• _Exercise prompt_
Turn the lines from the one containing "For every instance of the reflective" through the one containing "For every instance of the icing eye, the", both included, into a numbered list, omitting any blank lines.

>> Start Records for the exercise

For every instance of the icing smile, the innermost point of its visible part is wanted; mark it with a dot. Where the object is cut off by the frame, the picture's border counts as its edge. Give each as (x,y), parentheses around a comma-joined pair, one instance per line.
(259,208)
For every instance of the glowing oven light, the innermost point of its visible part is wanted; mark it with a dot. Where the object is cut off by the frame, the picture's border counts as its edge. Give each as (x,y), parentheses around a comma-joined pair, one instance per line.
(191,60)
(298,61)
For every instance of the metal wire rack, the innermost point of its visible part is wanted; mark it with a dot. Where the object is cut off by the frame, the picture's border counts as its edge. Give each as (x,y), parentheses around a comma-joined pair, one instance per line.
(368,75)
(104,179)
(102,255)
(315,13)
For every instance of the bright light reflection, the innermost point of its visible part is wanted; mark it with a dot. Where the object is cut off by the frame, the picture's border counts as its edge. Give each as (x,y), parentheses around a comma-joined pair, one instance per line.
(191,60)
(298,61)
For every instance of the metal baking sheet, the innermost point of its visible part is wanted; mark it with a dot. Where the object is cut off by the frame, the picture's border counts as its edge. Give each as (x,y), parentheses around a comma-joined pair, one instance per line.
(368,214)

>> End Records for the exercise
>> Start Records for the exercise

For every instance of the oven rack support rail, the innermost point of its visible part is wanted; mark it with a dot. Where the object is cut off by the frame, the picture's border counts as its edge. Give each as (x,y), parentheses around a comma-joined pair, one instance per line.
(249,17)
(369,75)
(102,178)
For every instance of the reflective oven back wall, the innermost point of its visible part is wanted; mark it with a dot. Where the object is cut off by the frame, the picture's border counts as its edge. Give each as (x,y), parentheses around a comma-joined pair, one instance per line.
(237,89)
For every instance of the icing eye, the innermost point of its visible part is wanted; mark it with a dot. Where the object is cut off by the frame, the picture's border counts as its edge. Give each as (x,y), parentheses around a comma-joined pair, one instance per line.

>> End Records for the exercise

• _Solution to the problem_
1. For every instance of the reflective oven back wall, the innermost point of its visible part is wanted; mark it with a dot. Where the object is cut off by the frame, the picture's border counts as its edge. Give each as (x,y), parentheses around a comma-joined pair, one instance per line.
2. (237,89)
3. For every instance of the icing eye, the innermost point of its visible part is wanted; mark it with a dot. Where the object is cut off by the frame, the picture's border counts as its edge. Give each as (x,y), parentheses around a comma-joined pair, one instance per line.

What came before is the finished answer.